What is being asked → Copy out the data so that nothing differs from the original.

BEGIN

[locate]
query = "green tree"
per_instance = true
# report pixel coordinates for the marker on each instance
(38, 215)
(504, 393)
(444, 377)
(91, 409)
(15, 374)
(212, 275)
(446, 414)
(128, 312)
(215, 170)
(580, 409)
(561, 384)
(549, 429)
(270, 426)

END

Response below →
[locate]
query = "green tree"
per_instance = true
# report pixel coordinates for the marker on each instance
(38, 215)
(504, 393)
(444, 377)
(91, 409)
(15, 374)
(212, 275)
(446, 414)
(128, 312)
(215, 170)
(580, 409)
(561, 384)
(549, 429)
(270, 426)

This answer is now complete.